▶ [What is being asked]: Would you repeat the data below exactly, taking out the images?
=-=-=
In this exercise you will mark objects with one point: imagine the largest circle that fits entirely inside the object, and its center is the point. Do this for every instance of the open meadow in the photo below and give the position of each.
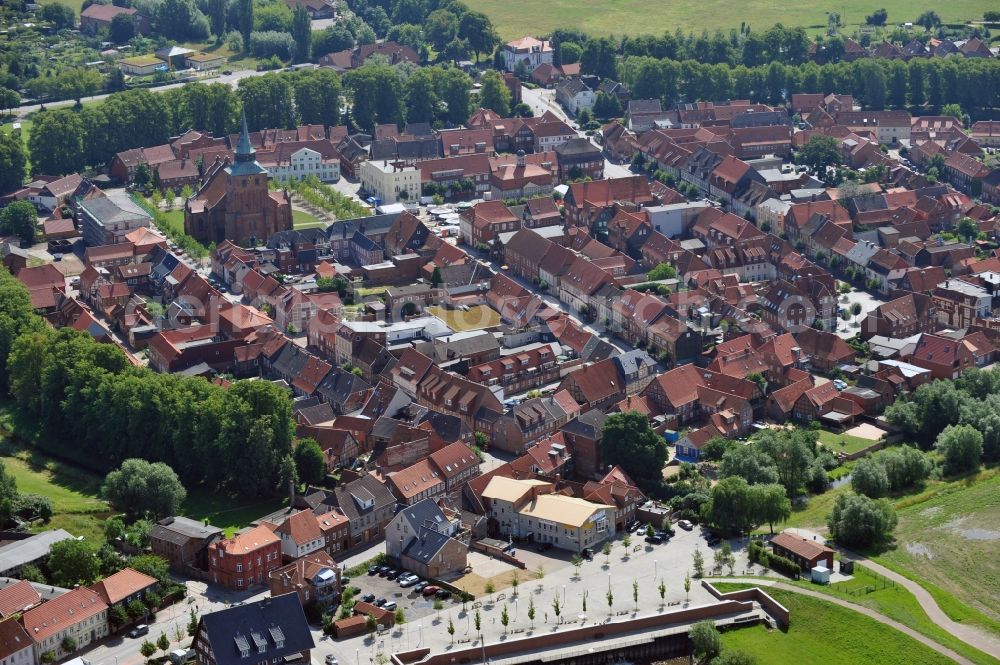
(516, 18)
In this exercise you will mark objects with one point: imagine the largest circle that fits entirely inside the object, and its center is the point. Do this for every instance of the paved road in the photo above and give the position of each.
(971, 635)
(856, 608)
(232, 80)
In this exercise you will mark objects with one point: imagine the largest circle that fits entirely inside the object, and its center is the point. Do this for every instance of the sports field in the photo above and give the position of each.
(516, 18)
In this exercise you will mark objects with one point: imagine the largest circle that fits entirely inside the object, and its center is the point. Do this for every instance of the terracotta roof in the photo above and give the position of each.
(17, 597)
(71, 608)
(121, 585)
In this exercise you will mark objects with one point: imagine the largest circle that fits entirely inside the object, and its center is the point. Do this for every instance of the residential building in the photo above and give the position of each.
(79, 615)
(315, 578)
(389, 182)
(245, 560)
(273, 630)
(528, 509)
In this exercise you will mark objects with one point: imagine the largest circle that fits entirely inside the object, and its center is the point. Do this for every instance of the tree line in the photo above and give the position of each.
(973, 83)
(93, 406)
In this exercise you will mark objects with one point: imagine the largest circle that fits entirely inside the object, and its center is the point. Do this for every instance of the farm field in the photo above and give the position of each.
(946, 532)
(516, 18)
(821, 632)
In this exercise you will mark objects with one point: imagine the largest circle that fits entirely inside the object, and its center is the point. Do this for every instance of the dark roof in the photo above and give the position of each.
(250, 627)
(425, 546)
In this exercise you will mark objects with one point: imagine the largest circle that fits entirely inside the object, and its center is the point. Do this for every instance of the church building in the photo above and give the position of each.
(235, 204)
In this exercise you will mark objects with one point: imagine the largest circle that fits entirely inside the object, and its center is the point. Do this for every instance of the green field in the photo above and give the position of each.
(946, 534)
(516, 18)
(843, 443)
(822, 632)
(303, 220)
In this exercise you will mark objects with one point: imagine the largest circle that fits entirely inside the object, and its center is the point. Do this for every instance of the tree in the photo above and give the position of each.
(72, 562)
(869, 477)
(495, 94)
(962, 448)
(21, 219)
(246, 21)
(770, 504)
(968, 229)
(706, 643)
(698, 562)
(122, 29)
(630, 442)
(477, 30)
(819, 152)
(878, 17)
(661, 271)
(731, 657)
(858, 521)
(310, 462)
(56, 142)
(13, 162)
(139, 487)
(301, 33)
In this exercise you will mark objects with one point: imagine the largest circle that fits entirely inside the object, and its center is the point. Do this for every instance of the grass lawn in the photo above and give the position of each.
(477, 318)
(896, 603)
(946, 533)
(822, 632)
(517, 18)
(228, 513)
(76, 506)
(843, 443)
(303, 220)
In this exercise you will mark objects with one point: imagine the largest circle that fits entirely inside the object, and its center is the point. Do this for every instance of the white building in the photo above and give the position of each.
(390, 182)
(526, 51)
(529, 509)
(302, 163)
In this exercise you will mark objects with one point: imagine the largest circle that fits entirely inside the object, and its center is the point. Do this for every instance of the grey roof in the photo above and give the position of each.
(425, 547)
(116, 207)
(587, 424)
(265, 624)
(632, 361)
(30, 549)
(181, 529)
(425, 513)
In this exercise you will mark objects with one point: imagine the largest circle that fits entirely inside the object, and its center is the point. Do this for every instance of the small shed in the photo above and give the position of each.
(821, 575)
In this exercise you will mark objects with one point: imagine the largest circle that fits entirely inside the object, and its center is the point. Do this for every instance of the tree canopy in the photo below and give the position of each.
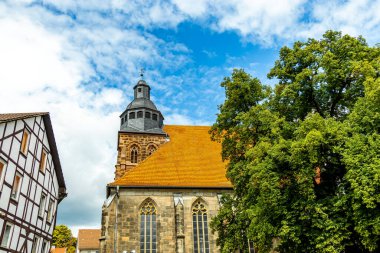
=-=-=
▶ [Exercise result]:
In this exercise you will mark objects with one point: imagine the largest circle that fits entirely inside the object, and its center is the point. Do this for every instance of the open meadow in the photo below and give the position of each.
(516, 18)
In this exercise you will mark objects with one point: imagine the largest circle that fits entirely inside the object, and its center is the point. Do this for every instance of the paved road in the photo above and give the position of each.
(971, 635)
(856, 608)
(232, 80)
In this exercise you will mark objects with one point: imagine the largest circle that fits entirely inside the object, and its center is the point. Do this for every instance of the sports field in the photo above and give the position of each.
(516, 18)
In this exercise you will mark objects with one point: imagine the largest circle that fits entirely inside the object, and its center is the point. Do this for every instance of the terracotta roof in the photo above and give the position of each.
(17, 597)
(71, 608)
(121, 585)
In this exercise you will mark objects with one point: imagine the largest circle that fits entirely inside the object, and its center is the point. Do this for every instance of the residential building in the photo above and give the position of each.
(79, 615)
(315, 578)
(389, 182)
(245, 560)
(273, 630)
(528, 509)
In this exercise you will mark objects with one point: imagine the largest circle that fits entirely inside the object, and its center is the point. Do this for every instance of the tree line in the photo above and give the position of each.
(973, 83)
(93, 406)
In this exercise you will mark objects with one point: imagine the largest circle that fits entirely inside the object, and its center is the point. Do this for every instance of the farm field in the photo above and give the position of each.
(946, 532)
(516, 18)
(821, 632)
In this exercise you will mark objects with one point: imagine the largest circle that fits entirely inside the object, and its center is the point. Do this for every instance of the dark roof in the photo above and give the position of each.
(250, 627)
(425, 546)
In this exercise you will mark objects with one point: imagine the largest circle that fits entirely inside the object, and its center is the point. Do this for every instance of the church building in the photo above and give the position of each.
(235, 204)
In this exercise you will mark objects with one point: imagine the largest circle that fits entirely inside the object, and its center is the point. Do this for every instance of the green field in the photo above and give the position of each.
(946, 534)
(516, 18)
(843, 443)
(822, 632)
(303, 220)
In this exercise you will mark objects with one point: imagine the largest circle that fits entirely inside the object, and its center is the point. Do this for every instance of the tree in the photo above and give the position of each.
(72, 562)
(869, 477)
(495, 94)
(962, 448)
(21, 219)
(246, 21)
(770, 504)
(968, 229)
(706, 643)
(698, 562)
(122, 29)
(630, 442)
(477, 30)
(819, 152)
(878, 17)
(661, 271)
(731, 657)
(858, 521)
(310, 462)
(56, 142)
(13, 162)
(139, 487)
(301, 33)
In this exercise you will mark objects with one point: imagine the largest circle that fits entirely inside the object, and its center is the point. Do this for every instance of the grass lawn in the photo above and give the position of each.
(477, 318)
(896, 603)
(946, 533)
(822, 632)
(517, 18)
(228, 513)
(76, 506)
(843, 443)
(303, 220)
In this exercise you will mark objects with one point: imagine the largest circle that fits entirely inside the object, and its center is the point. Do this for every instance of the white building in the photo above and give the position of each.
(390, 182)
(526, 51)
(529, 509)
(302, 163)
In this exercise you will mark objects with one point: imagine the largest circle that fits entirely inside the object, and its center is the point. Do this for every instance of the grey roof in the photo above and give the position of each.
(425, 547)
(116, 207)
(587, 424)
(265, 624)
(632, 361)
(30, 549)
(181, 529)
(425, 513)
In this exercise you will mark objects with one point: imagine the largest circle that fits entirely inside the object, and its center is the point. Do this for every instance of the small shed in the photo above and give the position of each.
(821, 575)
In this exercise you will mark objects with one point: imagine the largest circle that fits entirely inside the object, and its center is the point. Do this for every instance of the tree canopy in the photo below and give the position of each.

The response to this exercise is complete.